*EXERCISE INSTRUCTIONS:*
Reproduce the following records exactly from the line containing "Target: blue shorts" onward, ending with the last line and including it.

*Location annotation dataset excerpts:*
****************

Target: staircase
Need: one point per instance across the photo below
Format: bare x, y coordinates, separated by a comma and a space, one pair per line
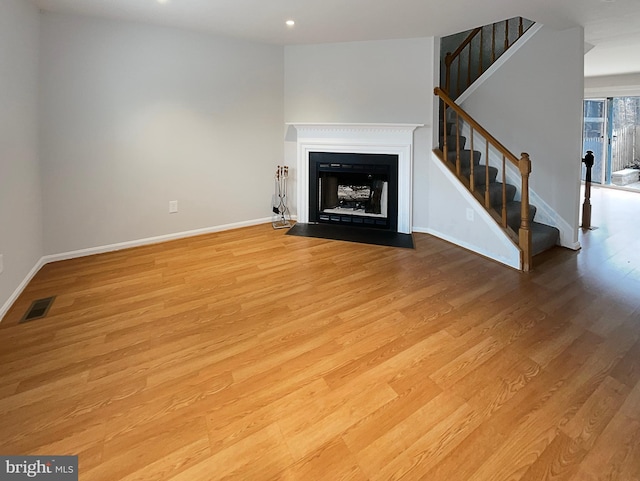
488, 184
474, 51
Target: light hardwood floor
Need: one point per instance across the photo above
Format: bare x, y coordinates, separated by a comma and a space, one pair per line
251, 355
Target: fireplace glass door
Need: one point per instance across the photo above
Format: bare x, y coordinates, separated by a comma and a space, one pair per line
354, 189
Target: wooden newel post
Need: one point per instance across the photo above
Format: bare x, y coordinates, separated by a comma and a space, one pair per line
524, 234
586, 206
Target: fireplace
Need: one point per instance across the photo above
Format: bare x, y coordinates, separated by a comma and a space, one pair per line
355, 189
371, 145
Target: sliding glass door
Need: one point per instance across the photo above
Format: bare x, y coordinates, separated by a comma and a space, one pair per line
595, 137
612, 132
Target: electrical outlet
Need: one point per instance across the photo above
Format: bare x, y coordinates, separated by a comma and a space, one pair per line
470, 214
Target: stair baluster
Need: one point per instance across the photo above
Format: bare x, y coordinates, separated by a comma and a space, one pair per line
473, 54
498, 195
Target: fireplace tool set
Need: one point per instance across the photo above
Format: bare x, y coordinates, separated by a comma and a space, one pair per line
280, 209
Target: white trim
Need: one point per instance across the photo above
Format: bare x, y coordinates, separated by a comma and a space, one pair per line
119, 246
14, 297
481, 213
507, 262
371, 138
531, 31
545, 214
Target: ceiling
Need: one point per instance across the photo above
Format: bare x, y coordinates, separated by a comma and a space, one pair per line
612, 27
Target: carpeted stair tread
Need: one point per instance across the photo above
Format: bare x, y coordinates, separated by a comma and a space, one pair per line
543, 237
495, 194
465, 157
479, 175
452, 142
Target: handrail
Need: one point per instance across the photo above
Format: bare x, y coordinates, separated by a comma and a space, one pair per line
476, 126
450, 58
524, 237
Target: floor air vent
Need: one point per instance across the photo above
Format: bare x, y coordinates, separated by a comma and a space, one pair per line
38, 309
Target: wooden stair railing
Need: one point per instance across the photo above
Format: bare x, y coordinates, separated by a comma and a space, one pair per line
466, 46
523, 164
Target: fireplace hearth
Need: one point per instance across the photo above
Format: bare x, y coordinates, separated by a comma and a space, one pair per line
355, 189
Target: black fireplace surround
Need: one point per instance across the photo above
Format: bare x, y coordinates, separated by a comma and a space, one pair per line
354, 189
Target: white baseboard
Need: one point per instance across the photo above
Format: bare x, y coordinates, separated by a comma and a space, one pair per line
119, 246
13, 297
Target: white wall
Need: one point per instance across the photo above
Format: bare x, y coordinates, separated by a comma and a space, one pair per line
533, 104
20, 200
365, 82
134, 116
627, 85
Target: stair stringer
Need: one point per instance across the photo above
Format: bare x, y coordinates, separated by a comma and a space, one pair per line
449, 204
500, 61
545, 214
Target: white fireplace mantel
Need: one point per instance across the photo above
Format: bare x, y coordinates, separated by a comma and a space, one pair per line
394, 139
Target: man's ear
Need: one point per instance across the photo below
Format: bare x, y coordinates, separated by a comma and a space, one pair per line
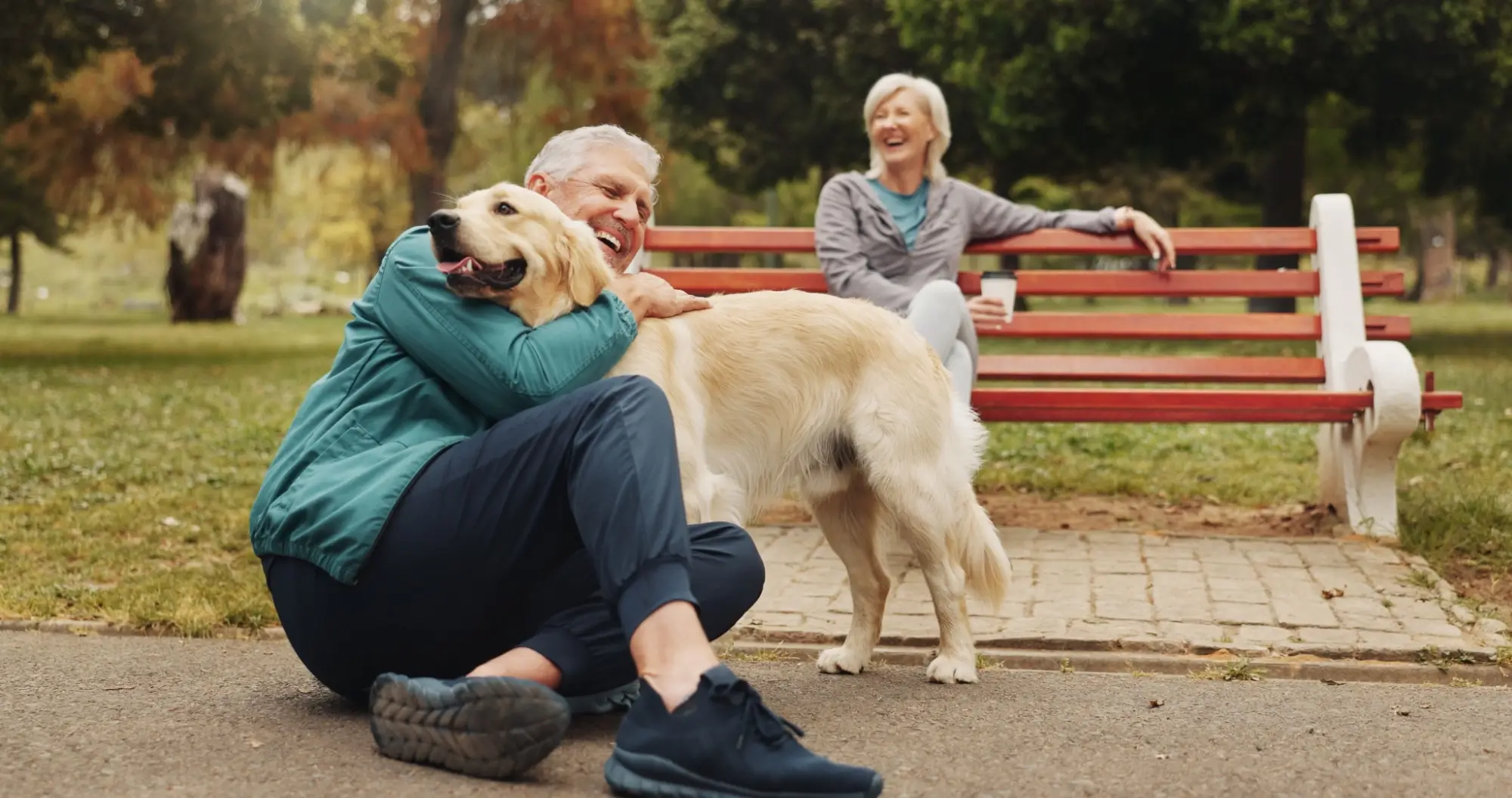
584, 269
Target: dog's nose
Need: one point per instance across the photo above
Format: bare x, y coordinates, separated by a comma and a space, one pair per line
444, 221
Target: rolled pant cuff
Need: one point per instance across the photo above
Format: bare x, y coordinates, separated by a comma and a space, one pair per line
565, 651
657, 584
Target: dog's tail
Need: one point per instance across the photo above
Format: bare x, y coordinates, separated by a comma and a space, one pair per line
979, 548
982, 557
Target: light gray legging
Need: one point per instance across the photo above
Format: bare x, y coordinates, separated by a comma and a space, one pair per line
940, 313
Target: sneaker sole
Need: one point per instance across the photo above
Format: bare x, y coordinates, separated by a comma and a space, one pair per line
486, 728
610, 702
624, 781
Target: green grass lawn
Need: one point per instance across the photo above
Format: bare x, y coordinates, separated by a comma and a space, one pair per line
131, 452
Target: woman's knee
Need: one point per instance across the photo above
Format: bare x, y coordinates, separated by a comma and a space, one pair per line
730, 573
941, 293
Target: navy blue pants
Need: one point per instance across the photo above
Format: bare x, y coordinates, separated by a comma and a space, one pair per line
559, 529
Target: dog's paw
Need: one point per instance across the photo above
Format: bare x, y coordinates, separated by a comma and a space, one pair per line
843, 660
952, 670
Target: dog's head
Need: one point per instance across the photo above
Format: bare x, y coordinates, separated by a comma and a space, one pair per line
515, 247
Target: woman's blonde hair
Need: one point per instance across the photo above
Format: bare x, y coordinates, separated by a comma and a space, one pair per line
890, 85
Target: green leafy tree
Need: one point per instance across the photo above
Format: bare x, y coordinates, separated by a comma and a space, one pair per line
764, 91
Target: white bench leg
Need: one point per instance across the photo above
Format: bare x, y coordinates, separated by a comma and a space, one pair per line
1362, 483
1359, 461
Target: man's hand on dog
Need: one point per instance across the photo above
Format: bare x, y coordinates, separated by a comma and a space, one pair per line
652, 297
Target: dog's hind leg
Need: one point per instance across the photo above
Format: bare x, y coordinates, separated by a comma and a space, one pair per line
849, 519
929, 516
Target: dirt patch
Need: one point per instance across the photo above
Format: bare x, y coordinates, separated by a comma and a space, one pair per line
1101, 513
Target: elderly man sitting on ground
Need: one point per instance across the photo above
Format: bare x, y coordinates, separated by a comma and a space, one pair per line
472, 533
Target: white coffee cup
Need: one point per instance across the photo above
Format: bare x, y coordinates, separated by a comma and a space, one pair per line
1003, 286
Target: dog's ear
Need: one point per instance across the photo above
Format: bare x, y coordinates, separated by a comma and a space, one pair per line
584, 271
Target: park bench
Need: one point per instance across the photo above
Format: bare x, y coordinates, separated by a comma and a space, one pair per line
1362, 389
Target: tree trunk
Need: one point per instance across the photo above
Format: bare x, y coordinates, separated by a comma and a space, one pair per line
1002, 180
1501, 263
1437, 256
208, 250
1185, 263
438, 107
1281, 204
13, 303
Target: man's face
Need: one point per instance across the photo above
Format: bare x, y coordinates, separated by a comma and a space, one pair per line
613, 194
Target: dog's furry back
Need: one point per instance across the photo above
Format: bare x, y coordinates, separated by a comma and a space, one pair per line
801, 390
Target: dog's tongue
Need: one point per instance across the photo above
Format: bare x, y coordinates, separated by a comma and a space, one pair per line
459, 266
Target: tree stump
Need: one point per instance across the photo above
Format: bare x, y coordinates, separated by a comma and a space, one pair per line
208, 250
1437, 274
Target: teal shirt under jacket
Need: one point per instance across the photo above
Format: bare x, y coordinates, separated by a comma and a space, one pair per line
420, 369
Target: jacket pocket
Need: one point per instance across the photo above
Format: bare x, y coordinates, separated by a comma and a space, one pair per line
342, 455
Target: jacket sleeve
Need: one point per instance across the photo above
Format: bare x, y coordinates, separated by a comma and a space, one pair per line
997, 218
483, 351
837, 242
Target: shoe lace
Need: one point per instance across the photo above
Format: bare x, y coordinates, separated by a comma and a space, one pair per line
770, 728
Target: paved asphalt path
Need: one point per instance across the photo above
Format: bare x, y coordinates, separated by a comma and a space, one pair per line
131, 717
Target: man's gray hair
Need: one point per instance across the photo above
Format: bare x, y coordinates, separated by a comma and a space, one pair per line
568, 151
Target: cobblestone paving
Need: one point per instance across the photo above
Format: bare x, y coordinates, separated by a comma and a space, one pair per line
1147, 593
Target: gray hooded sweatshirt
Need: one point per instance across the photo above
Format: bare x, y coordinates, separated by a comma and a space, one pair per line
863, 251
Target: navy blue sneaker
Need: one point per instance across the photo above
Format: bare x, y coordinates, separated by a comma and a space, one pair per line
723, 743
491, 728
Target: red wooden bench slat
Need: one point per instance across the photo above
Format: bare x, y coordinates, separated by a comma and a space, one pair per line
1222, 283
1160, 416
1055, 283
1185, 327
1182, 405
1151, 369
1203, 241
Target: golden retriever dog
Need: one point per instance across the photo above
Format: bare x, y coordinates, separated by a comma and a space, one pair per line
770, 392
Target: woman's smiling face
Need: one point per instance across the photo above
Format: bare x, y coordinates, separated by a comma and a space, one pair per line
902, 129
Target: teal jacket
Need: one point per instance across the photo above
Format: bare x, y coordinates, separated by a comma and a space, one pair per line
420, 369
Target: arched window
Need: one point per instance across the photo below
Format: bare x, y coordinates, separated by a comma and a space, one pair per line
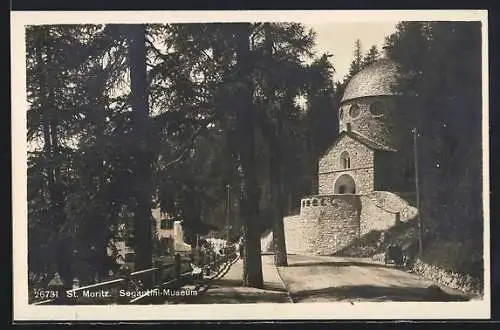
345, 160
377, 108
354, 111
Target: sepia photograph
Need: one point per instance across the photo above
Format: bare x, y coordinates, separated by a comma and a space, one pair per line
251, 165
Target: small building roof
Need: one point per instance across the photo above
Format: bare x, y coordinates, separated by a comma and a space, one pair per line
361, 139
375, 80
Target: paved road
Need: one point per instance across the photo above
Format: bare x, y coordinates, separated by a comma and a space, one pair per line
229, 290
324, 279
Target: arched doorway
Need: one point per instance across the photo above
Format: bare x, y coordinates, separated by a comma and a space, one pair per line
344, 185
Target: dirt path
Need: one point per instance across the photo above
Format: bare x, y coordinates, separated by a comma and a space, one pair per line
323, 279
229, 289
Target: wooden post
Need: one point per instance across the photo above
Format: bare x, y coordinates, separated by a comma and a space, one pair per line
417, 192
177, 265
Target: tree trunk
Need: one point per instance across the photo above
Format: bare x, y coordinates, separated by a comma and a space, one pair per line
275, 170
279, 245
143, 171
56, 198
252, 261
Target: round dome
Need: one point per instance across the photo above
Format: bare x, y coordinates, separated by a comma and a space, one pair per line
374, 80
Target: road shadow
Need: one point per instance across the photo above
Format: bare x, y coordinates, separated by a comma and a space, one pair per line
242, 298
379, 293
232, 283
336, 264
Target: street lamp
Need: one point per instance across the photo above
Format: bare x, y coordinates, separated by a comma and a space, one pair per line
228, 212
419, 218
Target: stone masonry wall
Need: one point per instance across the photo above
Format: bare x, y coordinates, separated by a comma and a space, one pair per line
381, 128
361, 159
325, 224
294, 239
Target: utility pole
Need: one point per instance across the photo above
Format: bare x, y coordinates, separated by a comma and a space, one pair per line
228, 212
419, 218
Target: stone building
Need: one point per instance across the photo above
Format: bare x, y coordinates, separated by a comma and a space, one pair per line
366, 178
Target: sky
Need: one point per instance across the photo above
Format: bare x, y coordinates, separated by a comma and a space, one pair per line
338, 39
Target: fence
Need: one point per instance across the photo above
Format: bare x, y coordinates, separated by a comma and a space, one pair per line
142, 286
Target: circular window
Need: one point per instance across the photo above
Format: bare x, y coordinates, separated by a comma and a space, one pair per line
354, 111
377, 108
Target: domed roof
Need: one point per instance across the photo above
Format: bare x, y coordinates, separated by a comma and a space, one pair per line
374, 80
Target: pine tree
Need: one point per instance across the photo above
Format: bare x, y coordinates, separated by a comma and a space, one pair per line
371, 56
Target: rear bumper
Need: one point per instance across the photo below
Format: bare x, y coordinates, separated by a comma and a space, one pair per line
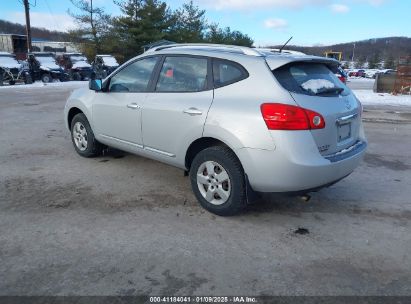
297, 166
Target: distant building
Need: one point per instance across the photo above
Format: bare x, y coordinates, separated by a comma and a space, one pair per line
17, 44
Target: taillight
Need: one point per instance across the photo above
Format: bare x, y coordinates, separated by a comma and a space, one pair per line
278, 116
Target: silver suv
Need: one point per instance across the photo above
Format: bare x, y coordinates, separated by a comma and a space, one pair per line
238, 120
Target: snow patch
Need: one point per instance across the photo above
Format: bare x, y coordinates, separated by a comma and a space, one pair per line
368, 97
9, 62
81, 64
315, 85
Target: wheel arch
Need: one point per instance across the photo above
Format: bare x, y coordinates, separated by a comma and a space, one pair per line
200, 144
70, 115
205, 142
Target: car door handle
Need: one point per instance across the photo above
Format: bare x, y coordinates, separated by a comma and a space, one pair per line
345, 119
133, 106
192, 111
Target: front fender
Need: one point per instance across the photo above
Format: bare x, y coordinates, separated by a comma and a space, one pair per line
82, 100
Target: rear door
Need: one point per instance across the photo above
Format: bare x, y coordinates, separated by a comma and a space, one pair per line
315, 87
174, 112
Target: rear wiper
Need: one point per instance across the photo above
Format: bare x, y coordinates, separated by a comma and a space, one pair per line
329, 91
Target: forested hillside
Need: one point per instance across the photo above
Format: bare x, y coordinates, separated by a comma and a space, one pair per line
365, 50
7, 27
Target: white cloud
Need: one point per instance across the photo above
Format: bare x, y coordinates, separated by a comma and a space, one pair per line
258, 4
276, 23
273, 4
339, 8
55, 22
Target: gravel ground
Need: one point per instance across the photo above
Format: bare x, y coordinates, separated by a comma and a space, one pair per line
124, 225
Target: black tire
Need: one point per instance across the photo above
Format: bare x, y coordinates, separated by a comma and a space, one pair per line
46, 78
237, 199
28, 79
76, 76
94, 148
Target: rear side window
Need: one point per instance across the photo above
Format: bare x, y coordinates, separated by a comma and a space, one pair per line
183, 74
310, 79
227, 72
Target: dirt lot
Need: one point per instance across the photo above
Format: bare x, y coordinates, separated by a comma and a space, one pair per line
124, 225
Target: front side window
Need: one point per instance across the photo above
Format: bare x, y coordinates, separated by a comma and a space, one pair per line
227, 72
134, 77
183, 74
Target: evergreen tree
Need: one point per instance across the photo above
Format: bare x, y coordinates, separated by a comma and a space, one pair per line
142, 22
226, 36
190, 24
360, 62
93, 25
389, 62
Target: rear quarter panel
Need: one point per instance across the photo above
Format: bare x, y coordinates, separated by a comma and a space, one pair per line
235, 115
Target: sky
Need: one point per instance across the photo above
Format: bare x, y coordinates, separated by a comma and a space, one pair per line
268, 22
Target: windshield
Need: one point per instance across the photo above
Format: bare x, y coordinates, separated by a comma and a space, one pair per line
309, 79
77, 58
110, 61
9, 61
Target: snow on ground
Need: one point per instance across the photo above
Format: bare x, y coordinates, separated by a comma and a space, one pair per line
360, 79
368, 97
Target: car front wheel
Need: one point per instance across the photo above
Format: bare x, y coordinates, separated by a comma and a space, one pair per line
83, 137
217, 180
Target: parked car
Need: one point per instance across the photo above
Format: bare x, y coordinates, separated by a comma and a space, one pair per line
103, 65
11, 71
76, 65
43, 67
371, 73
238, 122
340, 73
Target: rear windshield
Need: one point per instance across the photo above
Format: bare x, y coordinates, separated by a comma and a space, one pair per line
310, 79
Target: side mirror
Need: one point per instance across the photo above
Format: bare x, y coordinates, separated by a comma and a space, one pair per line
95, 85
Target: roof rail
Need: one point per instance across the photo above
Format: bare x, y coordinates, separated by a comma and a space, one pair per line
241, 49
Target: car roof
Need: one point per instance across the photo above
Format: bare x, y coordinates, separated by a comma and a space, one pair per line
232, 52
41, 54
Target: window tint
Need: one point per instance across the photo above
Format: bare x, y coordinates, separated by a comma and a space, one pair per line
310, 79
183, 74
226, 72
133, 78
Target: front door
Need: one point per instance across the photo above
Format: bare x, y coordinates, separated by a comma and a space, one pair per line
116, 114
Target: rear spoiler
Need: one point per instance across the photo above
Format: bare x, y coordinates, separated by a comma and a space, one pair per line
277, 61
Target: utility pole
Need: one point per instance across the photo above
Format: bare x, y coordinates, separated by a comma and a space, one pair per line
353, 51
28, 28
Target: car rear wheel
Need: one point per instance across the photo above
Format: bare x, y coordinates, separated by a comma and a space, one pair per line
28, 79
217, 180
83, 137
46, 78
76, 76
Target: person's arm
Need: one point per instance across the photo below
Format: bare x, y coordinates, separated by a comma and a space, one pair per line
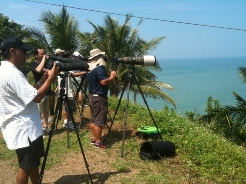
43, 85
108, 80
40, 67
77, 74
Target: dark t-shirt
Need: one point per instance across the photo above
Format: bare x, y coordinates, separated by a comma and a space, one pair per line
38, 76
94, 77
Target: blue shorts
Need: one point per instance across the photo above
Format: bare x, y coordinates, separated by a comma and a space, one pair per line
98, 109
29, 157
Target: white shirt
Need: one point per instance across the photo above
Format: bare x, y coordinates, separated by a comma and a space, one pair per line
68, 85
19, 116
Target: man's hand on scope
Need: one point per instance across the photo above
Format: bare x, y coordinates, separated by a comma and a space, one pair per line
113, 74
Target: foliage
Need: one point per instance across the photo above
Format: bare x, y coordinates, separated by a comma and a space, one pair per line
62, 30
123, 40
10, 28
202, 156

****************

*WRITTEN REPLY:*
Target: blue shorts
Need: one point per instance across the photo above
Format: bare x, y coordinates, separated by a comma and a space, one pair per line
98, 109
29, 157
Target: white shirt
Need: one point per instance across the photo above
Format: bare x, y coordinates, separated by a comma and a space, one pair per line
68, 85
19, 116
Target: man's hand on scope
Need: one point per instance across the photo above
Format: bare x, y coordinates, separated by a comma and a space, one pair per line
113, 74
Target: foliage
Need: one point per instance across the photo above
Format: bare x, y coordinates, separated by a comma and a space, one pair per line
62, 30
123, 40
10, 28
202, 156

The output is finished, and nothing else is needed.